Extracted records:
########
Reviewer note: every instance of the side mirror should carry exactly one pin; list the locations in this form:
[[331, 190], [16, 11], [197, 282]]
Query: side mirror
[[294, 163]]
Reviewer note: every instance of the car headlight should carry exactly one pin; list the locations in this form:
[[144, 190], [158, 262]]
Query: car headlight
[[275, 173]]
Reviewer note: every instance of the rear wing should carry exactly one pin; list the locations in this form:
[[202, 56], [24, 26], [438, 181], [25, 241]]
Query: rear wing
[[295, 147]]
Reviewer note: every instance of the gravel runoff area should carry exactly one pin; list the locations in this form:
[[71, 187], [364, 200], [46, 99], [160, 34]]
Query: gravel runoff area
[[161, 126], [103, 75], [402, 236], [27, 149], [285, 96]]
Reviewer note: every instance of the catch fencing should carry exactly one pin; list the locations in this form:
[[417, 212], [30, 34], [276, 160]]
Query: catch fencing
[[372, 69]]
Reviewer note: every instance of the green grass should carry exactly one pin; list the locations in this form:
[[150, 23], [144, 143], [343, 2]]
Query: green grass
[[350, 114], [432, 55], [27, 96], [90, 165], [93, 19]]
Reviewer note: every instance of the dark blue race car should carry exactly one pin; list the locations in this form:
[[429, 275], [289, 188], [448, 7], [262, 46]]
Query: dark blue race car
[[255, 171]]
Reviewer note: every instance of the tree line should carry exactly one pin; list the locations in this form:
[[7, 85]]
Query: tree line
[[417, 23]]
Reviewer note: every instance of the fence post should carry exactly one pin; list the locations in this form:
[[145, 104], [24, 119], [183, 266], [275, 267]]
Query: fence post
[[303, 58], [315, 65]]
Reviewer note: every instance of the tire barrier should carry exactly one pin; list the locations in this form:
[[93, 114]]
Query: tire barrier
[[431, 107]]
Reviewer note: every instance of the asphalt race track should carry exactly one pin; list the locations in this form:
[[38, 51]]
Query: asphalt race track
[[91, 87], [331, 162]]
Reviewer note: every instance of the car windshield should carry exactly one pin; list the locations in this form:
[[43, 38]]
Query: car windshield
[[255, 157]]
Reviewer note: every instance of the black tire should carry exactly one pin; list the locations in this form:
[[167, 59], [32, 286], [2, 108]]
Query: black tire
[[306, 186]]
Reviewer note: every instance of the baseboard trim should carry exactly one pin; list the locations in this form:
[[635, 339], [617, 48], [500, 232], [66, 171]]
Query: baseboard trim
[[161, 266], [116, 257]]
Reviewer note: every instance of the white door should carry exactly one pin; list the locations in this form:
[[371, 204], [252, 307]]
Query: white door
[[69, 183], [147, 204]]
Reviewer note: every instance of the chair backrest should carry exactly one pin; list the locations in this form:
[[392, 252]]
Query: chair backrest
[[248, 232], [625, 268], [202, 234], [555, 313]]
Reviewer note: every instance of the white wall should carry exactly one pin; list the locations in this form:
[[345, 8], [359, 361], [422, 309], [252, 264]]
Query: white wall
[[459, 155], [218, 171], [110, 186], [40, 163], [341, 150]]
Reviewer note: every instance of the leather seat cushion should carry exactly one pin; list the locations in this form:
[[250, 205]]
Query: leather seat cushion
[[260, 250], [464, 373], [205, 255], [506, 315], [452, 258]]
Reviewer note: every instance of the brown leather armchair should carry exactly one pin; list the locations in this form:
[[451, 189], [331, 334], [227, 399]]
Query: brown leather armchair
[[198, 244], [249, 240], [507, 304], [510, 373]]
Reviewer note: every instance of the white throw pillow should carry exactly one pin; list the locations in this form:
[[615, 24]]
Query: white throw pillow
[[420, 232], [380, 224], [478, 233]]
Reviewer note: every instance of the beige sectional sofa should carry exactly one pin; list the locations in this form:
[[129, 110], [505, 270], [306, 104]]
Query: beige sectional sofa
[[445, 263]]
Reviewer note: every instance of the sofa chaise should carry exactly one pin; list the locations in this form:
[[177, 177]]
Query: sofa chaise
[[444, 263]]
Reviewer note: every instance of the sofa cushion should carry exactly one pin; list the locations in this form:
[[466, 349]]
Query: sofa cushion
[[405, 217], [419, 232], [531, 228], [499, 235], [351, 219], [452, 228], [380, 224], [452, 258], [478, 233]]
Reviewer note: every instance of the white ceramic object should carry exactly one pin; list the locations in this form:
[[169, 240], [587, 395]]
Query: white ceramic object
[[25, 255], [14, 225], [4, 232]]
########
What needs to be done: Your task is to transcribe all of the entries word for word.

Response area:
Reviewer note: every instance of the side mirror should carry exactly one pin; list the locations in this form:
[[331, 190], [16, 11], [197, 282]]
Query: side mirror
[[294, 163]]
Reviewer note: every instance of the car headlight should carry exactly one pin; list the locations in this form:
[[144, 190], [158, 262]]
Query: car headlight
[[275, 173]]
Reviewer note: every instance of the rear wing should carry exactly one pin; list the locations in this form:
[[202, 56], [24, 26], [438, 181], [25, 241]]
Query: rear wing
[[295, 147]]
Reviewer note: every instance of the gravel runoff area should carry exactly one pin; list the locations in this form:
[[71, 187], [364, 200], [46, 99], [160, 34]]
Query: gravel runoff area
[[161, 126], [103, 75], [402, 236], [27, 149], [285, 96]]
Reviewer note: every instance of the catch fencing should carry exactly one pin; list the locations in this form:
[[417, 212], [30, 34], [276, 160]]
Query: catch fencing
[[372, 69]]
Reviewer note: every instance of the green grass should carry exactly one pin; list the locations in this form:
[[150, 23], [144, 143], [343, 2]]
Query: green grass
[[350, 114], [432, 55], [27, 96], [90, 165], [93, 19]]
Reviewer note: every instance of the dark blue race car should carry exactly one pin; list the locations in this form:
[[429, 275], [289, 188], [448, 7], [262, 46]]
Query: dark blue race car
[[255, 171]]
Reviewer note: every instance of the tree line should carry exactly one pin; list the locations in this form:
[[7, 85]]
Query: tree line
[[417, 23]]
Reviewer note: every instance of the fence post should carry exactly one pin; list the locations in this form:
[[145, 104], [24, 119], [183, 266], [275, 267]]
Query: fence post
[[303, 58], [315, 65]]
Reviewer note: every instance of the tire barrier should carry exactly one pin; list the locations in this form:
[[93, 114]]
Query: tire barrier
[[431, 107]]
Reviewer note: every instance of the asphalt race track should carry exactly one pin; list the locations in this form:
[[38, 51]]
Query: asphalt race track
[[91, 87], [331, 162]]
Reviewer note: every instance of the car windshield should carry exactly one pin; list the locations in this form:
[[43, 38]]
Query: car windshield
[[255, 157]]
Reviewer note: every instance of the black tire should carry exactly one pin; list the locations in this form:
[[167, 59], [32, 286], [2, 108]]
Query: black tire
[[306, 186]]
Reviewer note: every instance of the baseboard trim should carry exactly one pin; list the locations in this form:
[[635, 339], [617, 48], [500, 232], [66, 171]]
Query: baseboard trim
[[161, 266], [116, 257]]
Reviewer note: every instance of the white door should carry exactly one pin; list the locations in this form:
[[371, 204], [252, 307]]
Query: white door
[[69, 183], [147, 204]]
Reviewer note: every instance of the chair backrest should carry exactly one pin; list the locations in this form:
[[392, 252]]
Query: chair backrest
[[248, 232], [625, 268], [202, 234], [555, 313]]
Reviewer note: every instance of the white wall should carry exactly one pin; list the locations in this form:
[[345, 8], [359, 361], [422, 309], [252, 264]]
Query: white wall
[[459, 155], [218, 171], [110, 186], [40, 163], [341, 150]]
Reviewer note: every instance of the leather seat cushion should carry exactly one pin; list the locations in this form:
[[250, 205]]
Query: leather seat cushion
[[260, 250], [464, 373], [205, 255], [506, 315], [452, 258]]
Reviewer note: every instance of the brown leather armchair should carry exactly one pin; list the locations in this form:
[[451, 189], [331, 334], [227, 399]]
Query: brown leather armchair
[[198, 244], [249, 240], [507, 304], [510, 373]]
Reviewer note: every instance of the white throw pillow should carry exactly one pin; list the locations in this form:
[[615, 24]]
Query: white throw pillow
[[420, 232], [380, 224], [478, 233]]
Reviewer note: every instance of the beige sectional sofa should carry exactly one pin; list the locations in this form:
[[129, 110], [505, 270], [306, 104]]
Query: beige sectional sofa
[[445, 263]]
Reviewer note: every instance of the sofa chaise should carry exactly one pin; list the locations in this form:
[[177, 177]]
Query: sofa chaise
[[444, 263]]
Reviewer note: every instance of the sofa cushion should carry exactly one pin; list the locations in this form:
[[466, 349]]
Query: sofa cushion
[[405, 217], [419, 232], [531, 228], [499, 235], [351, 219], [452, 228], [380, 224], [452, 258], [478, 233]]
Reviewer note: every instance of the white ceramic object should carry exactly one pin; list the locations in this form:
[[169, 240], [587, 395]]
Query: white ceramic object
[[25, 255], [14, 225], [4, 232]]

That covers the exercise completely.